* _What you need to do_
Pull out every line in the items below that includes the word "coords", and copy those lines in the order they appear.

* _Provided records_

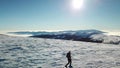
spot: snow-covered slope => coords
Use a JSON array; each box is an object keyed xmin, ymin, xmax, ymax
[{"xmin": 0, "ymin": 35, "xmax": 120, "ymax": 68}]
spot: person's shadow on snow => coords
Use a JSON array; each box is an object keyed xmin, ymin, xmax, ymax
[{"xmin": 65, "ymin": 51, "xmax": 73, "ymax": 68}]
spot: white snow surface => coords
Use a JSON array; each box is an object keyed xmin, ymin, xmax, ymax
[{"xmin": 0, "ymin": 35, "xmax": 120, "ymax": 68}]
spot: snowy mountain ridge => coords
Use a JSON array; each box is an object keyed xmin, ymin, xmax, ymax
[{"xmin": 10, "ymin": 30, "xmax": 120, "ymax": 44}]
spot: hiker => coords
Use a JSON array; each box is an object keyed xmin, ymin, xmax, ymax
[{"xmin": 65, "ymin": 51, "xmax": 72, "ymax": 68}]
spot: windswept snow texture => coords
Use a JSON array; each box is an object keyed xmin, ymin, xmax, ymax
[
  {"xmin": 10, "ymin": 30, "xmax": 120, "ymax": 44},
  {"xmin": 0, "ymin": 35, "xmax": 120, "ymax": 68}
]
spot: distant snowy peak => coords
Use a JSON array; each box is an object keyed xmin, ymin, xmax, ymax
[
  {"xmin": 7, "ymin": 30, "xmax": 120, "ymax": 44},
  {"xmin": 8, "ymin": 30, "xmax": 104, "ymax": 36}
]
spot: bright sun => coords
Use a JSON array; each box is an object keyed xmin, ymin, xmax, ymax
[{"xmin": 72, "ymin": 0, "xmax": 83, "ymax": 10}]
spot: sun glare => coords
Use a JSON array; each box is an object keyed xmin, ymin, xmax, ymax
[{"xmin": 72, "ymin": 0, "xmax": 83, "ymax": 10}]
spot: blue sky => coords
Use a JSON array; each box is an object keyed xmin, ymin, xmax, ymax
[{"xmin": 0, "ymin": 0, "xmax": 120, "ymax": 31}]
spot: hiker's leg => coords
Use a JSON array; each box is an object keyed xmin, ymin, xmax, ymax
[
  {"xmin": 69, "ymin": 60, "xmax": 72, "ymax": 66},
  {"xmin": 65, "ymin": 62, "xmax": 69, "ymax": 68}
]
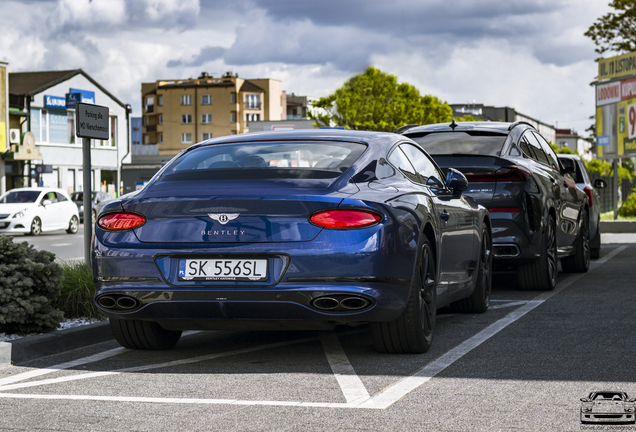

* _Response to this exercise_
spot: snow-covered slope => coords
spot: person's shadow on snow => coords
spot: white snow surface => coords
spot: snowy mountain ridge => coords
spot: hiker => coords
spot: windswept snow texture => coords
spot: distant snowy peak => coords
spot: bright sun => coords
spot: sun glare => coords
spot: blue sky => coords
spot: hiker's leg => coords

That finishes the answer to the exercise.